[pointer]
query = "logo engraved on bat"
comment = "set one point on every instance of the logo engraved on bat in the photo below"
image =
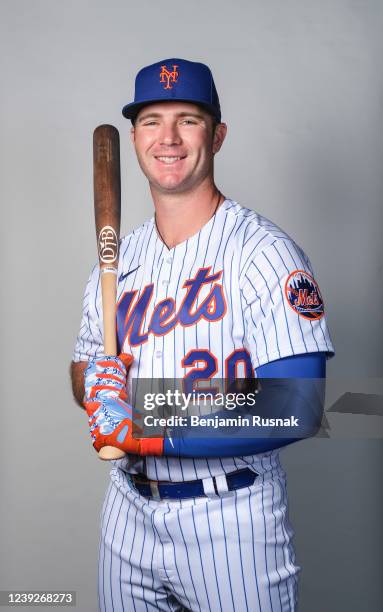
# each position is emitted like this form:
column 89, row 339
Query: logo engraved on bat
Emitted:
column 107, row 245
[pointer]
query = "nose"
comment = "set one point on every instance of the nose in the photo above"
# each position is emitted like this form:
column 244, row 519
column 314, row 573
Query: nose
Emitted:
column 170, row 134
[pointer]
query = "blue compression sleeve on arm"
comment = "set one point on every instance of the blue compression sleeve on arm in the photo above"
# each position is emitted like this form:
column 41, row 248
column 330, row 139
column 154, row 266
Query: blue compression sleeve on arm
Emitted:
column 303, row 398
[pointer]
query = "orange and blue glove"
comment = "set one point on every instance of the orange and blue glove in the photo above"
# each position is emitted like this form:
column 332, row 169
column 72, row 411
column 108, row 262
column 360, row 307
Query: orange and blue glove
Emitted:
column 110, row 415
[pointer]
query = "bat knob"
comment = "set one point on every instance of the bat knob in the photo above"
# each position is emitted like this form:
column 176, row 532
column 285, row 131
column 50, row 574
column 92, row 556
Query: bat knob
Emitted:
column 107, row 453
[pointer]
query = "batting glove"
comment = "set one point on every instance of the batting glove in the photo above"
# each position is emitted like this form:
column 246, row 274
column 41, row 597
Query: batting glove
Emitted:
column 111, row 424
column 110, row 416
column 106, row 377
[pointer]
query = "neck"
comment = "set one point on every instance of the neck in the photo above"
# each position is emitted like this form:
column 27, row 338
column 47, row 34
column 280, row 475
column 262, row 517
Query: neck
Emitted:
column 180, row 216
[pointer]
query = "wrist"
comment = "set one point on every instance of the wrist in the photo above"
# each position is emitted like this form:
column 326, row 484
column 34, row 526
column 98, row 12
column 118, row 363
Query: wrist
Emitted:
column 152, row 446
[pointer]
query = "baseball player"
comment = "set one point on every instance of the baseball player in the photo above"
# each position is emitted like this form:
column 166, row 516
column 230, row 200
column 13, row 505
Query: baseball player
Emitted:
column 206, row 289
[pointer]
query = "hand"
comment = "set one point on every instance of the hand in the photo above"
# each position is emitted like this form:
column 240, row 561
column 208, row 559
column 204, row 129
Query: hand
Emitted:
column 110, row 416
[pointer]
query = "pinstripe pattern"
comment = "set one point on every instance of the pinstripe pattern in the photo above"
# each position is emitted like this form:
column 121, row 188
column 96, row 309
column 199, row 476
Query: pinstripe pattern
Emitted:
column 232, row 552
column 201, row 554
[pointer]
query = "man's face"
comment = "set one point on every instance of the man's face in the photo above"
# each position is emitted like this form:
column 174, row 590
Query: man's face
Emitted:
column 175, row 145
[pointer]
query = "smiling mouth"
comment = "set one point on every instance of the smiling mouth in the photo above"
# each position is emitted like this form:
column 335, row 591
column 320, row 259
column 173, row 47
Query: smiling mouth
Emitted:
column 169, row 159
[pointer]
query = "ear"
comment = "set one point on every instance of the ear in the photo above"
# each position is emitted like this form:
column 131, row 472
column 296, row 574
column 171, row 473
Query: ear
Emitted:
column 219, row 136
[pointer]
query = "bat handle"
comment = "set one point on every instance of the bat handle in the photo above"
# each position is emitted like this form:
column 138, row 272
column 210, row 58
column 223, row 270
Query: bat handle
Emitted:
column 108, row 290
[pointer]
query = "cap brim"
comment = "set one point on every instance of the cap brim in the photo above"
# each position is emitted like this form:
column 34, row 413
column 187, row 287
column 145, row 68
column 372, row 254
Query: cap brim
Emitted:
column 130, row 111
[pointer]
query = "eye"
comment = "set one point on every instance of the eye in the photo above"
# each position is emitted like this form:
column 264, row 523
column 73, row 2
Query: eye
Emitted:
column 187, row 121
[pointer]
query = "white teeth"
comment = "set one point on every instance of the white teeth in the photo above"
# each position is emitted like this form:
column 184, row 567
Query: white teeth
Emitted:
column 168, row 160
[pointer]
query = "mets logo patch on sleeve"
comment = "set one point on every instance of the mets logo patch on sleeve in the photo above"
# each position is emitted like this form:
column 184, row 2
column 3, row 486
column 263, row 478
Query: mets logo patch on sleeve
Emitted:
column 303, row 295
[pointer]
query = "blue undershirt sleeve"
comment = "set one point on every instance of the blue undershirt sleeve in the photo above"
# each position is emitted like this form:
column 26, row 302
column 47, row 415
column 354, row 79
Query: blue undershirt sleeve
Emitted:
column 290, row 386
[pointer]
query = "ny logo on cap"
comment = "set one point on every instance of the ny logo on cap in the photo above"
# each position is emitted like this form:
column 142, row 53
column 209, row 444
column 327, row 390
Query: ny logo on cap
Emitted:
column 169, row 76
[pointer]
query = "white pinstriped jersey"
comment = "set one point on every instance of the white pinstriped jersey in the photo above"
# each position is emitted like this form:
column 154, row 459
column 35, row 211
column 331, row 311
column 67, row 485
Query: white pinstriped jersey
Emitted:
column 214, row 304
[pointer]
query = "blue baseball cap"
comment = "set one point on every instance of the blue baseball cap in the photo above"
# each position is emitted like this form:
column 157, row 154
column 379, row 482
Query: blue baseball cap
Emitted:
column 174, row 79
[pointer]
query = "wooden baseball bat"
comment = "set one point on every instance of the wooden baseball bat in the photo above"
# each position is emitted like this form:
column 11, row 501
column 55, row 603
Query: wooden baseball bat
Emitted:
column 107, row 212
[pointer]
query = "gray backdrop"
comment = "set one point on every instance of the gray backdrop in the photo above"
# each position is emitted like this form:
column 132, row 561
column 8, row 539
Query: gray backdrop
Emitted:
----
> **Description of the task**
Print all of the material exactly. Omit pictures.

> **Task result**
[pointer]
query = "logo engraved on bat"
comment = "set one point on every instance of the logo engraved on bat in the photo below"
image =
# each position is emitted like this form:
column 89, row 339
Query: logo engraved on bat
Emitted:
column 107, row 245
[pointer]
query = "nose"
comment = "set one point on every instance of the nose in the photo above"
# each position is emitted like this form:
column 244, row 519
column 314, row 573
Query: nose
Emitted:
column 170, row 134
[pointer]
query = "blue compression sleeve on arm"
comment = "set one point on every instance of the blue compression sleeve on arm in the photo above"
# each position is emitted like this form:
column 41, row 248
column 330, row 139
column 154, row 266
Query: blue compression sleeve on arm
Emitted:
column 303, row 398
[pointer]
query = "orange and blue glove"
comment = "set one point on every instance of the orange and blue glove in the photo above"
# each position is emitted like this form:
column 332, row 169
column 72, row 411
column 108, row 262
column 360, row 307
Query: orange and blue glove
Emitted:
column 110, row 415
[pointer]
query = "bat knob"
comment = "set one point on every instance of the bat knob in the photo above"
# each position is emitted like this form:
column 176, row 532
column 285, row 131
column 50, row 574
column 92, row 556
Query: bat knob
Emitted:
column 107, row 453
[pointer]
query = "batting glove"
comment = "set one point on every instance of the batting glove in the photo above"
# each position is emitted like this form:
column 246, row 274
column 41, row 597
Query: batting glove
Emitted:
column 111, row 424
column 110, row 416
column 106, row 377
[pointer]
query = "neck"
comment = "set one point on every instance of the neck in the photo above"
# each position is emitted like this form:
column 27, row 338
column 47, row 34
column 280, row 475
column 262, row 517
Query: neck
Emitted:
column 180, row 216
[pointer]
query = "wrist"
comment = "set one point on every instance of the wrist in the photo above"
# each position is emitted like this form:
column 326, row 484
column 34, row 526
column 98, row 12
column 118, row 363
Query: wrist
Emitted:
column 152, row 446
[pointer]
query = "baseball player"
comment = "set one point on every instance of the baseball player in the photo above"
# each position is emitted like this form:
column 166, row 516
column 230, row 200
column 13, row 505
Query: baseball player
Emitted:
column 206, row 289
[pointer]
query = "hand"
comment = "set one point on every instance of the hand in the photo above"
# each position is emitted like this form:
column 240, row 561
column 208, row 559
column 204, row 129
Query: hand
Emitted:
column 110, row 416
[pointer]
query = "pinstripe pattern"
comment = "set one point on every instance of the pinstripe pattern in the photo above"
# each position is emitted like this form:
column 121, row 188
column 96, row 309
column 199, row 476
Query: pinstripe pattern
Emitted:
column 232, row 552
column 201, row 554
[pointer]
query = "man's face"
comment = "set one point on every instance of the man's face in the photo above"
# each position is emitted like this form:
column 174, row 590
Query: man's face
Emitted:
column 175, row 145
[pointer]
query = "smiling mouth"
comment = "set one point on every instance of the smiling mouth in the photo above"
# each position is emitted like this form:
column 335, row 591
column 320, row 259
column 173, row 47
Query: smiling mouth
Emitted:
column 169, row 159
[pointer]
query = "ear"
comment = "set one point on every instance of the ear in the photo above"
# each position is emitted like this form:
column 131, row 472
column 296, row 574
column 171, row 473
Query: ear
Emitted:
column 219, row 136
[pointer]
query = "bat handle"
comment = "set one point on every instance of the bat handle in the photo above"
# each position is emitted like this form:
column 138, row 272
column 210, row 58
column 223, row 270
Query: bat handle
Emitted:
column 108, row 290
[pointer]
query = "cap brim"
comment = "set one point on every instance of the cap brim in the photo above"
# each position is emitted like this form:
column 34, row 413
column 187, row 287
column 145, row 68
column 372, row 254
Query: cap brim
Emitted:
column 130, row 111
[pointer]
query = "eye"
comment = "set one point on every instance of the eye in the photo above"
# each position is emitted like this form:
column 264, row 523
column 73, row 2
Query: eye
Emitted:
column 187, row 121
[pointer]
query = "white teeth"
comment = "set one point on every instance of the white teeth in the photo above"
# each position is emitted like this form:
column 184, row 567
Query: white teeth
Emitted:
column 168, row 160
[pointer]
query = "mets logo patch on sleeve"
comment = "set one point on every instance of the mets logo patch on sleeve in the photo above"
# each position is emitted like this form:
column 184, row 2
column 3, row 486
column 263, row 478
Query: mets logo patch on sleeve
Emitted:
column 303, row 295
[pointer]
query = "blue undershirt sleeve"
comment = "set one point on every instance of the blue undershirt sleeve in the photo above"
# each position is emitted like this form:
column 26, row 302
column 47, row 415
column 354, row 79
Query: blue undershirt sleeve
Emitted:
column 290, row 386
[pointer]
query = "ny logo on cap"
comment = "set one point on every instance of the ny logo on cap in the photo above"
# each position is emitted like this form:
column 142, row 53
column 209, row 444
column 327, row 390
Query: ny logo on cap
Emitted:
column 169, row 76
[pointer]
query = "white pinstriped jersey"
comment = "set one point on every instance of the white pinstriped jersey in the photo above"
# each position is emitted like this form:
column 154, row 459
column 35, row 211
column 331, row 311
column 67, row 485
Query: white pinstriped jersey
Emitted:
column 214, row 304
[pointer]
query = "blue baseball cap"
comment = "set one point on every instance of the blue baseball cap in the photo above"
# each position is emitted like this form:
column 157, row 154
column 379, row 482
Query: blue baseball cap
Emitted:
column 174, row 79
[pointer]
query = "wooden baseball bat"
comment = "set one point on every instance of the wooden baseball bat in the photo above"
# each position is emitted like this form:
column 11, row 501
column 55, row 603
Query: wooden baseball bat
Emitted:
column 107, row 212
[pointer]
query = "gray backdrop"
comment = "set one point on every instance of the gray backdrop in the photo above"
# each position is emitted like this form:
column 132, row 561
column 8, row 539
Query: gray backdrop
Emitted:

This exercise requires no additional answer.